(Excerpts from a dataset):
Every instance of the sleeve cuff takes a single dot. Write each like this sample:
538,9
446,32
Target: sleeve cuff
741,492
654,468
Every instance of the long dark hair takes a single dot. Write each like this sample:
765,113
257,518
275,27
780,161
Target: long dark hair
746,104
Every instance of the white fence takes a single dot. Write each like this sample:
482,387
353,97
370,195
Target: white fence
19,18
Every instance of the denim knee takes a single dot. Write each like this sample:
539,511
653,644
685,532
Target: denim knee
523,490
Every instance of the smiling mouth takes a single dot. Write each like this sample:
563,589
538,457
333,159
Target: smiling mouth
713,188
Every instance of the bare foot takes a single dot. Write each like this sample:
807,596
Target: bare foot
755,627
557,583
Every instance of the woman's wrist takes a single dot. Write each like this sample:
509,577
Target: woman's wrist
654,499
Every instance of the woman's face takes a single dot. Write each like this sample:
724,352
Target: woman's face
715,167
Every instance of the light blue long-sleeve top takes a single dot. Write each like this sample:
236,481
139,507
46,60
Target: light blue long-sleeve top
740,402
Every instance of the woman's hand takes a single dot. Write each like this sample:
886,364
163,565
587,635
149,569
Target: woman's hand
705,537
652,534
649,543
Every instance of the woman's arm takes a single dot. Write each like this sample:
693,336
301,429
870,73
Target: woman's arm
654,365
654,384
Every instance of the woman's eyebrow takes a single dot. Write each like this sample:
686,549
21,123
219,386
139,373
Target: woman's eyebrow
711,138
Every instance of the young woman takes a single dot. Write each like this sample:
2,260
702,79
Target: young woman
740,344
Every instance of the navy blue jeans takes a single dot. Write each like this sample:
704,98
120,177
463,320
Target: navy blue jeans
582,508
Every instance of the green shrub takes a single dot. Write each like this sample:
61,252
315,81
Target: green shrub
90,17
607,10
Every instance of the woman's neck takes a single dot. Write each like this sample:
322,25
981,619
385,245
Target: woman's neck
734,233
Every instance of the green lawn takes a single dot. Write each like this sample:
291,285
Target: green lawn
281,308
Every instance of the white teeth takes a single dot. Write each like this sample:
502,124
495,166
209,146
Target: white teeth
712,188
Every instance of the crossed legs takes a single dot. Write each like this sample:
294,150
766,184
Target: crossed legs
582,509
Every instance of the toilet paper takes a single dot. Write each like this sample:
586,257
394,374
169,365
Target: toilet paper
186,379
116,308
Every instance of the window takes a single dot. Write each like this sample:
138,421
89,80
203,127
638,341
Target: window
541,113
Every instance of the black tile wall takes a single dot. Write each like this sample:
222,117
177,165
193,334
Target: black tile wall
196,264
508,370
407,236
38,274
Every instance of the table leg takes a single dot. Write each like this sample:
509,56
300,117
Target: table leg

(Your instructions): Every line above that has the string "table" needs to be copied.

(Written answer):
Every instance of the table leg takes a single dot. Write each like this sample:
Target: table leg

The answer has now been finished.